WHAT IS BEING ASKED:
Hand back every line from the beginning of the data below through the line containing "Target: fence", word for word and free of pictures.

THE DATA:
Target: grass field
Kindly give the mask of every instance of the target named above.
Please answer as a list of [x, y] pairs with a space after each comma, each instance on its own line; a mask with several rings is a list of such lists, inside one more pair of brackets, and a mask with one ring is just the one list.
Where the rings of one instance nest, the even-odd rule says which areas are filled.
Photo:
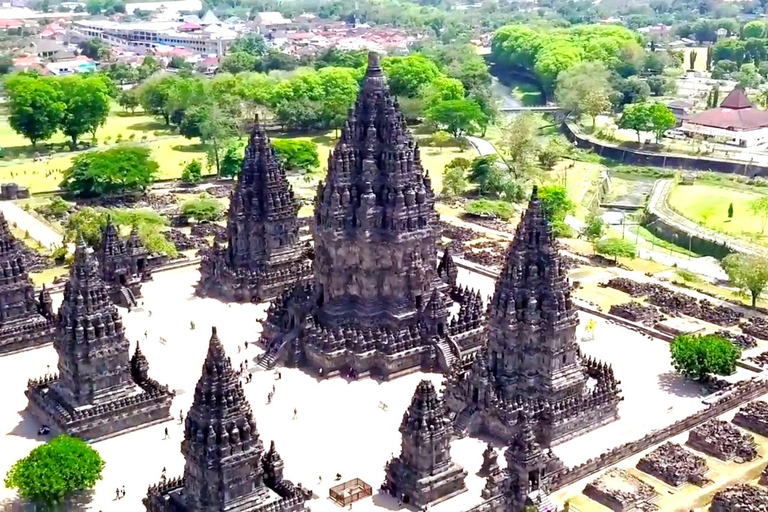
[[[763, 196], [759, 189], [737, 189], [699, 181], [675, 187], [669, 195], [669, 205], [710, 229], [768, 245], [768, 237], [761, 233], [761, 219], [749, 211], [749, 203]], [[732, 219], [728, 218], [730, 204], [734, 208]]]
[[535, 85], [518, 81], [512, 85], [512, 96], [520, 100], [524, 107], [537, 107], [544, 104], [541, 91]]
[[685, 54], [683, 60], [683, 69], [686, 71], [691, 69], [691, 53], [696, 52], [696, 62], [693, 63], [694, 71], [706, 71], [707, 70], [707, 49], [700, 48], [684, 48], [682, 52]]

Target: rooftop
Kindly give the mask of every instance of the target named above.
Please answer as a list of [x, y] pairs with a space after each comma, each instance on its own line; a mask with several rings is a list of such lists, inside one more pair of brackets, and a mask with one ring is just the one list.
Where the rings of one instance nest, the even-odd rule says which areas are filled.
[[768, 127], [768, 112], [755, 108], [744, 90], [737, 87], [720, 106], [693, 114], [688, 123], [732, 131], [750, 131]]

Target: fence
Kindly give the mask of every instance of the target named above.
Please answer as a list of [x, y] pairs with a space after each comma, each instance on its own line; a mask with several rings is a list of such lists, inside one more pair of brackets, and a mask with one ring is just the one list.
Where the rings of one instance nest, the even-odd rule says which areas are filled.
[[373, 489], [359, 478], [355, 478], [354, 480], [331, 487], [328, 493], [333, 501], [341, 506], [346, 506], [373, 495]]

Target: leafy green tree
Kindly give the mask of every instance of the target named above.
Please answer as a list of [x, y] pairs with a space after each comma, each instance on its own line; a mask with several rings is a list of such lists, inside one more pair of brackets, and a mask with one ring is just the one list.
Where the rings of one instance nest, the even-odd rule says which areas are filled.
[[184, 170], [181, 171], [181, 181], [189, 185], [200, 183], [203, 177], [203, 164], [200, 160], [192, 160], [184, 166]]
[[763, 37], [765, 35], [765, 22], [760, 20], [750, 21], [744, 25], [744, 38]]
[[139, 108], [140, 101], [139, 96], [133, 89], [126, 89], [120, 92], [117, 96], [117, 104], [123, 107], [125, 110], [130, 110], [133, 114], [137, 108]]
[[7, 75], [13, 69], [13, 58], [10, 55], [0, 55], [0, 75]]
[[619, 119], [619, 128], [625, 130], [635, 130], [637, 133], [637, 142], [640, 140], [641, 132], [653, 130], [653, 121], [651, 111], [645, 103], [633, 103], [624, 107], [624, 113]]
[[768, 284], [768, 260], [750, 254], [729, 254], [722, 261], [728, 279], [752, 297], [752, 307]]
[[605, 225], [603, 218], [599, 215], [595, 215], [594, 213], [590, 213], [587, 216], [584, 227], [581, 229], [579, 234], [594, 244], [603, 238], [606, 229], [607, 226]]
[[640, 103], [651, 95], [651, 88], [638, 76], [630, 76], [626, 80], [620, 80], [617, 85], [617, 99], [619, 105], [628, 103]]
[[200, 140], [208, 146], [209, 156], [216, 167], [216, 175], [221, 176], [221, 157], [228, 141], [238, 133], [237, 124], [217, 105], [206, 105], [202, 119]]
[[256, 69], [256, 63], [259, 58], [248, 52], [233, 52], [224, 57], [219, 65], [219, 69], [225, 73], [242, 73], [244, 71], [253, 71]]
[[427, 109], [426, 118], [454, 137], [474, 133], [487, 126], [487, 118], [480, 105], [465, 99], [440, 101]]
[[635, 246], [629, 240], [622, 238], [603, 238], [595, 243], [595, 252], [603, 256], [612, 256], [613, 261], [619, 258], [634, 259], [637, 256]]
[[669, 107], [663, 103], [651, 103], [648, 105], [648, 113], [651, 118], [651, 131], [656, 135], [656, 142], [659, 142], [664, 132], [675, 127], [677, 120]]
[[733, 218], [733, 203], [728, 205], [728, 218], [729, 219]]
[[421, 97], [427, 108], [441, 101], [461, 100], [464, 99], [464, 85], [455, 78], [440, 76], [423, 87]]
[[19, 74], [5, 80], [8, 93], [8, 122], [29, 139], [34, 148], [59, 128], [64, 98], [59, 83], [50, 78]]
[[663, 76], [654, 75], [649, 76], [645, 83], [651, 90], [651, 96], [663, 96], [667, 91], [669, 81]]
[[760, 234], [765, 233], [765, 225], [768, 223], [768, 196], [761, 196], [749, 203], [749, 211], [760, 218]]
[[184, 57], [173, 56], [168, 63], [168, 67], [171, 69], [192, 69], [192, 64], [187, 62]]
[[[585, 107], [588, 106], [587, 98], [590, 95], [597, 95], [607, 100], [612, 90], [610, 72], [605, 64], [599, 61], [588, 61], [576, 64], [558, 75], [555, 97], [558, 106], [576, 113], [587, 113]], [[601, 107], [601, 111], [595, 115], [608, 110], [610, 102], [607, 107], [604, 105]], [[594, 111], [594, 109], [590, 110]]]
[[736, 371], [741, 353], [729, 340], [716, 334], [681, 334], [669, 344], [672, 365], [689, 379], [704, 380], [711, 374]]
[[734, 73], [733, 78], [738, 81], [737, 87], [756, 88], [763, 81], [763, 77], [757, 70], [757, 66], [748, 62], [742, 64], [738, 73]]
[[467, 158], [457, 157], [445, 165], [443, 172], [442, 194], [447, 197], [460, 196], [467, 189], [467, 173], [472, 162]]
[[325, 50], [316, 60], [316, 68], [364, 68], [368, 61], [368, 53], [365, 50], [341, 50], [332, 46]]
[[422, 87], [431, 84], [442, 74], [434, 61], [419, 54], [386, 57], [382, 60], [382, 66], [392, 94], [409, 98], [418, 96]]
[[143, 147], [116, 147], [86, 153], [64, 171], [61, 188], [77, 197], [99, 197], [146, 190], [158, 165]]
[[514, 117], [504, 129], [499, 144], [504, 163], [509, 172], [520, 182], [525, 182], [536, 173], [536, 155], [539, 143], [536, 137], [536, 118], [530, 113]]
[[547, 143], [539, 148], [536, 155], [539, 165], [547, 171], [551, 171], [561, 158], [568, 155], [570, 146], [563, 143], [559, 137], [550, 137]]
[[17, 461], [5, 476], [5, 486], [43, 506], [92, 489], [101, 480], [104, 460], [84, 441], [60, 435]]
[[124, 62], [113, 62], [106, 69], [106, 73], [109, 78], [120, 85], [134, 83], [139, 80], [139, 70]]
[[181, 205], [181, 214], [197, 222], [215, 222], [222, 216], [221, 202], [207, 194], [200, 194]]
[[93, 60], [108, 60], [112, 55], [112, 47], [103, 39], [91, 38], [81, 42], [80, 53]]
[[224, 150], [224, 156], [221, 157], [221, 177], [233, 178], [240, 172], [240, 166], [243, 165], [243, 150], [237, 144], [230, 144]]
[[317, 144], [311, 140], [275, 139], [272, 146], [286, 169], [311, 172], [320, 167]]
[[717, 65], [721, 60], [735, 62], [737, 66], [744, 62], [744, 42], [736, 39], [721, 39], [712, 50], [712, 61]]
[[688, 54], [688, 69], [693, 71], [696, 66], [696, 57], [699, 56], [699, 52], [696, 50], [691, 50], [691, 52]]
[[59, 79], [64, 97], [61, 131], [77, 149], [78, 138], [103, 126], [109, 116], [110, 89], [101, 75], [69, 75]]
[[597, 124], [597, 116], [609, 111], [611, 108], [611, 98], [608, 94], [608, 91], [595, 89], [588, 92], [579, 104], [579, 110], [592, 119], [593, 130]]
[[509, 220], [515, 216], [515, 208], [507, 201], [476, 199], [467, 203], [466, 211], [478, 217]]
[[165, 125], [171, 124], [171, 89], [179, 80], [176, 75], [152, 77], [139, 88], [139, 100], [145, 112], [162, 117]]
[[565, 218], [576, 211], [576, 205], [568, 197], [568, 190], [562, 185], [539, 187], [541, 213], [549, 220], [555, 236], [567, 236], [570, 228]]
[[[134, 11], [135, 12], [135, 11]], [[138, 79], [146, 80], [161, 69], [160, 64], [151, 55], [146, 55], [138, 68]]]
[[230, 53], [245, 52], [255, 56], [265, 55], [268, 49], [264, 36], [253, 32], [238, 37], [229, 46]]

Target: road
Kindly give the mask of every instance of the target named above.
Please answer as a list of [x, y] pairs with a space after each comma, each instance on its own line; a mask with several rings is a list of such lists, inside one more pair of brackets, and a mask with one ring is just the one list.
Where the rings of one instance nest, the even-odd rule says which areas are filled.
[[22, 231], [40, 242], [43, 247], [58, 246], [63, 243], [63, 237], [45, 222], [33, 217], [11, 201], [0, 201], [0, 211], [3, 212], [9, 224], [15, 223]]

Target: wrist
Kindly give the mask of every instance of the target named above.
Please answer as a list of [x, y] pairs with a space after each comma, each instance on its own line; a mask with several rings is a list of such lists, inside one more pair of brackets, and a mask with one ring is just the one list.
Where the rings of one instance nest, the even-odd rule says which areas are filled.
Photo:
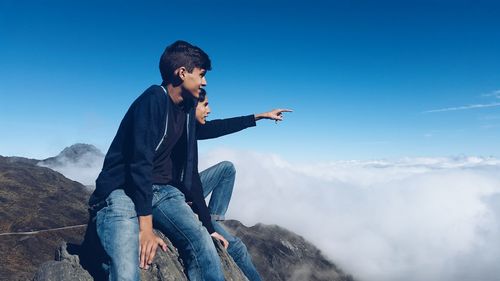
[[153, 232], [153, 216], [139, 216], [139, 231]]
[[254, 114], [254, 116], [255, 116], [255, 121], [259, 121], [260, 119], [265, 117], [263, 113]]

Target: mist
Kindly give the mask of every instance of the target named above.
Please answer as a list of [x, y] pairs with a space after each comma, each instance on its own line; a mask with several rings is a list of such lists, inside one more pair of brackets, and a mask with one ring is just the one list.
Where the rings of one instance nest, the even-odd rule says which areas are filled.
[[237, 170], [227, 217], [278, 224], [360, 280], [498, 280], [500, 161], [482, 157], [289, 163], [216, 150]]
[[[200, 171], [224, 160], [237, 170], [228, 219], [277, 224], [300, 234], [358, 280], [500, 276], [499, 159], [311, 164], [218, 149], [200, 156]], [[93, 185], [102, 161], [82, 158], [51, 168]]]

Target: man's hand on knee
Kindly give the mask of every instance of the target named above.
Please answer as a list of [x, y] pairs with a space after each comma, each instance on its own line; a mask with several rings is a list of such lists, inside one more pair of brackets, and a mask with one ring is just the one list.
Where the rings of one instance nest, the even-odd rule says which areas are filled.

EXERCISE SOLUTION:
Target: grass field
Kindly give the mask of every instance of the target named above.
Please answer as a list of [x, y] pairs with a space after each comma, each instance on its own line; a mask with several rings is a list of such lists, inside one more pair of brackets, and a mask with one ring is just the one list.
Where the rings of one instance nest, the even-odd rule says which areas are filled.
Photo:
[[[763, 196], [759, 189], [737, 189], [699, 181], [675, 187], [669, 195], [669, 205], [710, 229], [768, 245], [768, 237], [761, 233], [761, 219], [749, 211], [749, 203]], [[732, 219], [728, 218], [730, 204], [734, 208]]]
[[535, 85], [518, 81], [512, 85], [512, 96], [520, 100], [524, 107], [537, 107], [544, 104], [541, 91]]
[[685, 54], [683, 60], [683, 69], [686, 71], [691, 69], [691, 53], [696, 52], [696, 62], [693, 63], [694, 71], [706, 71], [707, 70], [707, 49], [700, 48], [684, 48], [682, 52]]

Target: rooftop
Kindly give the mask of every instance of the target named above.
Please answer as a list of [x, y] pairs with a space after each comma, each instance on its own line; a mask with several rings is a list of such lists, inside one more pair of brackets, and a mask with one ring is just the one list.
Where the rings of one instance nest, the even-odd rule says which areas are filled.
[[768, 127], [768, 112], [755, 108], [744, 90], [737, 87], [720, 106], [693, 114], [688, 123], [732, 131], [750, 131]]

Target: fence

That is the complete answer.